Le chef de l’Etat turc, Tayyip Erdogan, a été reçu par François Hollande vendredi 31 octobre dans le cadre d’une visite de travail. Les deux présidents ont notamment évoqué la situation de Kobané dans laquelle les deux pays ont une quasi convergence de vues.
«Le président de la Turquie viendra en France parce que nous avons aussi des problèmes internationaux à régler ensemble», avait annoncé François Hollande à Zaman France lors du Salon international de l’alimentation. Tayyip Erdogan a effectué le vendredi 31 octobre une visite de travail d’un jour. Trois sujets ont dominé le programme de la rencontre bilatérale.
Les relations entre les deux Etats connaissent un nouvel élan depuis l’accession au pouvoir du président socialiste. Le 10 octobre dernier, les ministres des Affaires étrangères de la Turquie et de la France, respectivement Mevlüt Cavusoglu et Laurent Fabius, avaient signé une «déclaration politique commune sur la création d’un cadre stratégique pour la coopération entre la Turquie et la France».

########

[VOTRE TÂCHE] Recopiez le passage du texte sur la visite de Tayyip Erdogan compris entre "Le chef de l’Etat" et "la rencontre bilatérale.", bornes incluses, en remplaçant "François Hollande" par "le président Hollande". Les items n’interviennent pas dans ce travail.

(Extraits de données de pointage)
########

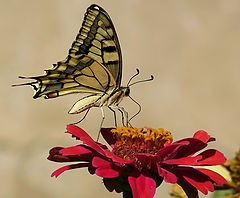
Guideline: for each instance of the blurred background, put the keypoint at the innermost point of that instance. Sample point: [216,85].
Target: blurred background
[191,47]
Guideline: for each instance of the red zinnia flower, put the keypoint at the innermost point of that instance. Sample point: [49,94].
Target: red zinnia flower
[140,159]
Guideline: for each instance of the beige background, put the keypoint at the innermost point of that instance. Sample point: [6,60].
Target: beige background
[191,47]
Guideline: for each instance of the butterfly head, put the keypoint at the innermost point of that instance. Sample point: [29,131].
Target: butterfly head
[126,91]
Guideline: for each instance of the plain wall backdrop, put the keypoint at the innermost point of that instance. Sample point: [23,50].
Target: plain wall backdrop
[191,47]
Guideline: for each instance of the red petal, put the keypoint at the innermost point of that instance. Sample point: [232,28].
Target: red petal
[202,135]
[196,178]
[211,157]
[59,171]
[167,176]
[84,137]
[202,186]
[142,185]
[75,150]
[148,159]
[213,175]
[169,149]
[183,161]
[111,185]
[117,159]
[105,168]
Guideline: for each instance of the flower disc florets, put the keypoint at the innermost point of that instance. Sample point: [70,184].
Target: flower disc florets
[130,141]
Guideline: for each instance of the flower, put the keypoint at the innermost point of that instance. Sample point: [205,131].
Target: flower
[141,158]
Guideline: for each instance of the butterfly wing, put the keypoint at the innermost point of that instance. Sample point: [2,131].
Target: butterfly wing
[98,39]
[94,63]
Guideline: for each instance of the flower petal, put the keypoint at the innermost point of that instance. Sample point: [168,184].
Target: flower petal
[213,175]
[190,190]
[203,136]
[105,168]
[59,171]
[167,176]
[142,185]
[193,146]
[183,160]
[84,137]
[75,150]
[211,157]
[196,178]
[111,185]
[117,159]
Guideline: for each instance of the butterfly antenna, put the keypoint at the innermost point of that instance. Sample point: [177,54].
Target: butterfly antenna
[150,79]
[133,77]
[140,108]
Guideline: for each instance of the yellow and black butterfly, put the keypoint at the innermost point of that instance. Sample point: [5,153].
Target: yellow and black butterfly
[93,65]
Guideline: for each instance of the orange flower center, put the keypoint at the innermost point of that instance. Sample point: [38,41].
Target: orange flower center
[139,140]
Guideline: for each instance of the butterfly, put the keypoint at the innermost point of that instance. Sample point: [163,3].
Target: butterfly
[93,65]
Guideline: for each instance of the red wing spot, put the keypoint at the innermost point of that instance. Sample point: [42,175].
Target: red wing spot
[52,95]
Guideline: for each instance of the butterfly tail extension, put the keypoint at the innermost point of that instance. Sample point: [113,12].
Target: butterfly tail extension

########

[RÉPONSE]
Le chef de l’Etat turc, Tayyip Erdogan, a été reçu par le président Hollande vendredi 31 octobre dans le cadre d’une visite de travail. Les deux présidents ont notamment évoqué la situation de Kobané dans laquelle les deux pays ont une quasi convergence de vues.
«Le président de la Turquie viendra en France parce que nous avons aussi des problèmes internationaux à régler ensemble», avait annoncé le président Hollande à Zaman France lors du Salon international de l’alimentation. Tayyip Erdogan a effectué le vendredi 31 octobre une visite de travail d’un jour. Trois sujets ont dominé le programme de la rencontre bilatérale.